:: Records provided

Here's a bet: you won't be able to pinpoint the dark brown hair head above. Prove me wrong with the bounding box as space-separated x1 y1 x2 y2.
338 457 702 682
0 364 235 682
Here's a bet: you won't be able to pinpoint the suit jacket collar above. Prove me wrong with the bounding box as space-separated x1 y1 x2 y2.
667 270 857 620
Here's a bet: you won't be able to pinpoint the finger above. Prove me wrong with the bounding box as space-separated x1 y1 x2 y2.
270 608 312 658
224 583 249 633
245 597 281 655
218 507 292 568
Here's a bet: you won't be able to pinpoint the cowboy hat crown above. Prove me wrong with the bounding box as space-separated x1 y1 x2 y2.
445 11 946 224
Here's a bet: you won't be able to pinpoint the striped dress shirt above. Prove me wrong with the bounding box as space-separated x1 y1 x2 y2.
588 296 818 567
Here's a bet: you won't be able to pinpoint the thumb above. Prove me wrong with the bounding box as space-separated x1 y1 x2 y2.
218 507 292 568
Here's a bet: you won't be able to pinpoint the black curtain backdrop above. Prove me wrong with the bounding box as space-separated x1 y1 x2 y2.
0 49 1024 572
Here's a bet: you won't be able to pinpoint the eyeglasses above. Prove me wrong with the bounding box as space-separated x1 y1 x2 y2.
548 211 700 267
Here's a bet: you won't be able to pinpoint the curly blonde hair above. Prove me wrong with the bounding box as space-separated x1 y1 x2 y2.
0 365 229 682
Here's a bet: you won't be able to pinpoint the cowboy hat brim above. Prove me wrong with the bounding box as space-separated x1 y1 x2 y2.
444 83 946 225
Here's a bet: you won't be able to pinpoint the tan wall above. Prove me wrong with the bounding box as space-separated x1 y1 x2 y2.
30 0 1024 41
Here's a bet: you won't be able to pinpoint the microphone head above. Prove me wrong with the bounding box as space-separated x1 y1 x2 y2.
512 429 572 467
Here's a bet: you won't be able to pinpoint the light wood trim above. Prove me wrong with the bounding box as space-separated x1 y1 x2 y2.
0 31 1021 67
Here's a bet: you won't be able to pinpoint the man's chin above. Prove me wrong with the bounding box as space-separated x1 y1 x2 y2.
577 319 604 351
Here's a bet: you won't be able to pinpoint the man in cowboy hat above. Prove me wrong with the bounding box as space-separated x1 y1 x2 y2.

::::

# What to do
Reproduce the lines above word for word.

# Exercise response
Here's a bet: you won't be able to pinpoint the dark brown hair head above. Prove me wrong with the bounding box as space-separated x1 y1 x2 y2.
338 457 702 682
0 364 235 682
Here's a bet: you won't be able to pinpoint the suit jacket collar above. Prove me wrong with the bounding box as space-separated x1 y1 x2 y2.
667 270 857 620
Here's a bet: you won't be able to pinpoint the finger above. Prove me wrong with the bounding box as space-separated x1 y1 x2 y2.
270 608 312 658
224 583 249 633
245 597 281 655
218 507 292 568
Here's a bet: you won't be able to pinpoint the cowboy hat crown above. Prove me wrong with the bounding box as space-separated x1 y1 x2 y2.
445 11 946 224
Here's a bet: you won't be able to pinpoint the striped dress shirt above. Prove me wrong with the bounding box as space-separated x1 y1 x2 y2.
588 296 818 567
Here's a bet: you won't be able to pinpoint the thumb above. Prove me wrong with the bounding box as space-separated x1 y1 x2 y2.
218 507 292 568
Here's a bet: you won't be able to pinpoint the black curtain backdrop above. Prove me wrong with the bounding box as space-separated x1 y1 x2 y2.
0 49 1024 572
Here's a bet: you won't be able to pinpoint the eyeglasses above. Prove me wrong with the bounding box as space-separated x1 y1 x2 y2.
548 211 700 267
Here's a bet: you won't be able to pinpoint the curly blonde hair above. Prove me wrong with the bounding box as space-separated x1 y1 x2 y2.
0 365 229 682
Here's a bet: you won't be able to pinpoint the cowboy hat brim above. Prove me wrong with the bounding box as space-separated x1 y1 x2 y2.
444 83 946 225
Here's a bet: you won't be able to pinpoint the tan wall above. Prove me wrong with the bounding box as space-separated x1 y1 x2 y2.
30 0 1024 41
Here's a bet: you won't be able to pinpoint the microphone head above. Prove me wrong with the bounding box as space-separated x1 y1 x2 y2.
512 429 572 467
Here's a bet: you won't be able to pinpoint the light wood trim above. Prove me wrong with the bounding box as space-separated x1 y1 x2 y2.
0 31 1021 67
Here's a bet: you won't be able to pinpoint the man's chin above. Prove me wrong with the bounding box as space-separated x1 y1 x2 y2.
577 319 604 351
Here's a bet: you won't be able to pinpoint the man in cowboy hat above. Prove me wrong with the bounding box as space-separated x1 y1 x2 y2.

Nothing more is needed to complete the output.